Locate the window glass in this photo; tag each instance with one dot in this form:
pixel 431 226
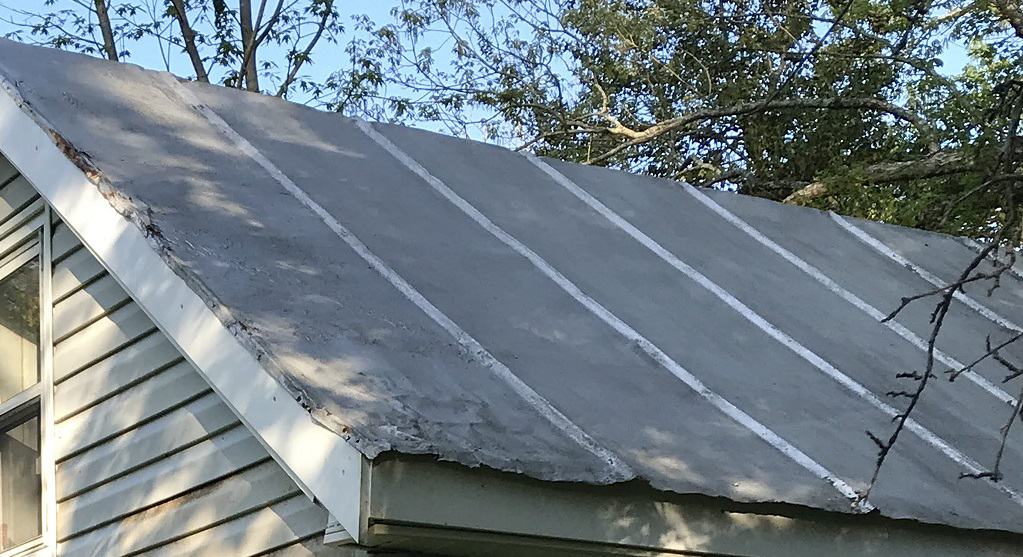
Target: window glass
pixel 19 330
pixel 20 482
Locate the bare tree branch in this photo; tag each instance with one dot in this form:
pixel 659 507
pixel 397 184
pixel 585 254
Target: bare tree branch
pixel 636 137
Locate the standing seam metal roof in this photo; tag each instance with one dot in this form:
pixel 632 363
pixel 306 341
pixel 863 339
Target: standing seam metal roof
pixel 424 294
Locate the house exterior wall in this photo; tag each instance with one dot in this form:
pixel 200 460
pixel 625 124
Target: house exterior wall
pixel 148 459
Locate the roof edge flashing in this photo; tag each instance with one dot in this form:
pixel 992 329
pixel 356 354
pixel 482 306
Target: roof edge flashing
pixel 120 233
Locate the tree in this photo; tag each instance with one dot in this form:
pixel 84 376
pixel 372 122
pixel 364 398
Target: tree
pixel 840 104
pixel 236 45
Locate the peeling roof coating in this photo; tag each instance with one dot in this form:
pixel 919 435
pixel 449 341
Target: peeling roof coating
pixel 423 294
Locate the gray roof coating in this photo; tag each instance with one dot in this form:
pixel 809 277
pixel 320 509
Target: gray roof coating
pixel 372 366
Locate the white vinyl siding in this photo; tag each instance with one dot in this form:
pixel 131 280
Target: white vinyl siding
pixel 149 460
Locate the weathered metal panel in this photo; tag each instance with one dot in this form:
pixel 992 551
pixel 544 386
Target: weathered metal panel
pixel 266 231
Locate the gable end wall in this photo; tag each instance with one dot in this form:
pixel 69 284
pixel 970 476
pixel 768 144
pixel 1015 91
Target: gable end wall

Task requirements: Copy only the stretch running from the line containing "Locate the bare" to the final line of the entries, both ends included, exactly as it stands.

The completed task:
Locate the bare tree branch in this photo; tag each instance with one dot in this form:
pixel 659 507
pixel 397 184
pixel 585 254
Target: bare tree branch
pixel 636 137
Locate the standing seam metal roof in this photo; tag each instance with one dot in this form:
pixel 632 363
pixel 306 341
pixel 863 339
Target: standing seam metal roof
pixel 424 294
Locate the house exterior wall in this photo; tag each instance with one dot in this form:
pixel 200 460
pixel 625 124
Target: house exterior wall
pixel 148 459
Locate the roof edge flashing in this photo; tag each instance with one dot in this form:
pixel 992 329
pixel 356 354
pixel 482 306
Target: roof edge flashing
pixel 120 233
Locate the tree in this photo; tag each instance with one dot in this form:
pixel 84 376
pixel 372 122
pixel 364 398
Target: tree
pixel 840 104
pixel 236 45
Locate the peeling roof coating in this photo; tag each instance with one dot in this form:
pixel 919 435
pixel 449 341
Target: peeling roof coating
pixel 423 294
Locate the gray roof coating in this photo; tag each instance with one dot in this form:
pixel 809 277
pixel 320 509
Target: gray roof coating
pixel 372 366
Locate the white vinyl siding in this photo; tag each instance with one dot in this form:
pixel 131 280
Target: white vinyl siding
pixel 149 460
Locate the weathered metal panel in this photo; tag each instance with one dot in this form:
pixel 992 551
pixel 544 386
Target: weathered metal panel
pixel 266 231
Locate the gable end wall in this photo; tag each instance with one dot in this form:
pixel 69 284
pixel 970 476
pixel 768 144
pixel 1015 91
Target: gable end wall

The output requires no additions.